**TEXT PROVIDED**
+---+

2007-02-08 Thread Ian Smith

On Wed, 7 Feb 2007, Richard Lynch wrote:
[I've tried to snip away a lot of stuff, without losing any context...]

I'll prune a bit too, but will backtrack to earlier context, so thanks.

On Tue, February 6, 2007 2:50 am, Ian Smith wrote:
On Mon, 5 Feb 2007 01:13:31 -0600 (CST) Richard Lynch [EMAIL PROTECTED]
wrote:
On Tue, January 16, 2007 3:21 pm, Chuck Swiger wrote:
On Jan 16, 2007, at 1:13 PM, Richard Lynch wrote:
...
+ad1: TIMEOUT - READ_DMA48 retrying (1 retry left) LBA=404955007
+ad1: FAILURE - READ_DMA48 status=51READY,DSC,ERROR
error=10NID_NOT_FOUND
LBA=404955007
+g_vfs_done():ad1s1[READ(offset=207336931328, length=16384)]error = 5

Looks like a not ready error maybe. The only value in your ad1.txt that
looks like it's ever been anywhere near any error threshold is ID# 11,
Calibration_Retry_Count, and its current value is fine. Power glitch?

Are you getting any other hard looking errors in /var/log/messages? Is
fsck happy? It never hurts to run 'fsck -n' whenever you feel the urge.

Try installing the sysutils/smartmontools port and run a drive
self-

I ran the short test on the problem drives, and it said everything
was
fine.

I'll try the long test at a later date.

Only your ad3.txt referred to below shows a (short) test having been
completed and logged. You might check the smartctl -a results after
running at least short tests initially (looks like the long ones will
take 4-5 hours for your 4 drives) as Chuck has since suggested.

#2. Sequences like this show up a fair amount:
Device: /dev/ad2, SMART Prefailure Attribute: 3 Spin_Up_Time
changed
from 152 to 153
Device: /dev/ad2, SMART Prefailure Attribute: 3 Spin_Up_Time
changed
from 153 to 152
Device: /dev/ad0, SMART Prefailure Attribute: 8
Seek_Time_Performance
changed from 251 to 250

I'm not sure of the degree of logging you're having smartd use here, but
these small changes of value, especially up and down by 1 but a long way
from any error threshold, seem to be excessive and relatively trivial
perhaps debug-level detail?, ie most likely nothing of any concern.

+---+

**SUPPLIED MATERIAL**
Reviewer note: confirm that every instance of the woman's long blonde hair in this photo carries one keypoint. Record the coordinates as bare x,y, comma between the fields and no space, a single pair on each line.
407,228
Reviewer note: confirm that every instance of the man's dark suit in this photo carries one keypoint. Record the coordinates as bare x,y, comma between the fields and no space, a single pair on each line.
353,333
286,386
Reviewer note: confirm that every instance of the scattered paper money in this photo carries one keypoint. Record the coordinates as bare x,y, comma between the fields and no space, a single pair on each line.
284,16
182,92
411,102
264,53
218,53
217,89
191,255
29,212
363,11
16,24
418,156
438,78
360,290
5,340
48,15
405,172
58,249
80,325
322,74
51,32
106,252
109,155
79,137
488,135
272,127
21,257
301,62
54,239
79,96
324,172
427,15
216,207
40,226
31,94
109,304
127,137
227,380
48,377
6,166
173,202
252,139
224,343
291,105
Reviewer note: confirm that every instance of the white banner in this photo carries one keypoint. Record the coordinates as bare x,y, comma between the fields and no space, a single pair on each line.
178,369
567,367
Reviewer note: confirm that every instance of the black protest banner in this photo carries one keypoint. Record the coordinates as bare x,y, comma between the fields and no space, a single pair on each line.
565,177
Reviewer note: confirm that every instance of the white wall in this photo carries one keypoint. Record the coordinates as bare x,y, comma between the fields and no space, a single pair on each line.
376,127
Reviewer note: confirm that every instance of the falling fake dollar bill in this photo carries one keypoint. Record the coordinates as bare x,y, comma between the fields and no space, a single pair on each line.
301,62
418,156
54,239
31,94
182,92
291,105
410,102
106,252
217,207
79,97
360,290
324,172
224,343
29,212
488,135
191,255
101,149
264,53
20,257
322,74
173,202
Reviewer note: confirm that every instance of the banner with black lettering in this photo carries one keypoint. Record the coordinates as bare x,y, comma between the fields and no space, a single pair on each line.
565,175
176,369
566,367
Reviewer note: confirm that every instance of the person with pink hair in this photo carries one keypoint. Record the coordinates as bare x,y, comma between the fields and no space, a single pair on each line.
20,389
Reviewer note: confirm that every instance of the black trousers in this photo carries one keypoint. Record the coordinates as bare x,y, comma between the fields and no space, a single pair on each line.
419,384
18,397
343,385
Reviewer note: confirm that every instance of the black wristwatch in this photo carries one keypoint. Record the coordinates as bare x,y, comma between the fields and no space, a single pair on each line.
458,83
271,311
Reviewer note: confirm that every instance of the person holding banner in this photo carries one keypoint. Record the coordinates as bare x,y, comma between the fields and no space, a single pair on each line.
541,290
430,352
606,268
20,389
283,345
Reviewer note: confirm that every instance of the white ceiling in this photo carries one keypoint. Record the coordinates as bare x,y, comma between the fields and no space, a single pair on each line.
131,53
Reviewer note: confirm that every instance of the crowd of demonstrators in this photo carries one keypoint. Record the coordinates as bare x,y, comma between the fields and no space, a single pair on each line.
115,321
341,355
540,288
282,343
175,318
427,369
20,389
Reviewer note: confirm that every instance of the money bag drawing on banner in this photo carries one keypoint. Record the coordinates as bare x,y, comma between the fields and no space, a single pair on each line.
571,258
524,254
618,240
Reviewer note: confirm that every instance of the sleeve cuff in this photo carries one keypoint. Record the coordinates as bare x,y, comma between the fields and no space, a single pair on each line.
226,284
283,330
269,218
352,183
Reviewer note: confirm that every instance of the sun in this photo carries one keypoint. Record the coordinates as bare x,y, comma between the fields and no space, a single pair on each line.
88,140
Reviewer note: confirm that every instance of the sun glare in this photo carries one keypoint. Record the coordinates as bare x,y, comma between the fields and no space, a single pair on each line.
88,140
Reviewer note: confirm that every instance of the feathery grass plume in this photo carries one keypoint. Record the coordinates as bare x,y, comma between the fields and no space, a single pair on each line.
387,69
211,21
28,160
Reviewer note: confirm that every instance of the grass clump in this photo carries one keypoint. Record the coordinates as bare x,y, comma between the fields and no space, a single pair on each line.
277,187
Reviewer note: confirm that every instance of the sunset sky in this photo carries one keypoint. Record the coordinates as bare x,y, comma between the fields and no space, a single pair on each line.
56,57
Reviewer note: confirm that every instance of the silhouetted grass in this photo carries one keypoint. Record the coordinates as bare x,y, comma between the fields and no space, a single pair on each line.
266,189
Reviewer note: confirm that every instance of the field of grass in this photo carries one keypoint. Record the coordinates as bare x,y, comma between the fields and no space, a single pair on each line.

+---+

**EXERCISE GOAL**
Write what comes next in the mailing-list reply about the drive errors and SMART logging, starting after its final sentence.

**OUTPUT FOR THIS EXERCISE**
I suggest reading man smartctl under '-A, --attributes' and then you'll
know as much as I do about what these may mean, and maybe worry less ..

Here are all the smartctl -a outputs:

http://l-i-e.com/ad0.txt
http://l-i-e.com/ad1.txt
http://l-i-e.com/ad2.txt
http://l-i-e.com/ad3.txt

ad3 is giving the most errors...
ad1 gives a fair amount though

Do you mean according to that fine-detail attribute changes logging? Or
real read/write/seek etc errors being logged to messages?

And the ad0 and ad2 seem to be giving the spinup errors.

None of those reports seem to indicate any problems really, though if
anyone else cares to peek and notices any anomalies, I'm all eyes.

As for temperatures, the readings for all 4 drives seem very cool, but
then it is winter over there .. Temperature Celcius for ad0 to ad3 being
36, 27, 22 and 18 degrees C, each present and worst value well clear of
error thresholds .. did you interprete those values as temperatures?

ad0 is pretty much full
ad1 is the one I'm filling up currently
ad2 and ad3 have no actual content on them yet, but will soon

All the drives are kind of in an old PC tower (XT? AT???), except the
outer casing is, errr, not there... Just the framework.

Might be worth checking that your power supply is up to handling 4 big
drives, but they weren't running more than mildly warm when reported.

ad2 and ad3 are in one of these Thermaltake iCage things:
http://www.performance-pcs.com/catalog/index.php?main_page=product_infocPath=257products_id=3533
which converts the old-school floppy drive[s] bay into an IDE bay, and
puts a big honking fan blowing on them.

These too were running nice and cool, 22 and 18C, when reported. Cf my
40GB laptop drive (at smartctl version 5.36 [i386-portbld-freebsd5.5],
rather more recent than your 5.33 freebsd6.0) this afternoon:

194 Temperature_Celsius 0x0022 100 100 000 Old_age Always - 40
(Lifetime Min/Max 13/49)

I'm not claiming it's good enough but I tried.

I left the iCage bay between them empty for airflow/cooling.

ad0 and ad1 are in the usual IDE bay of a tower.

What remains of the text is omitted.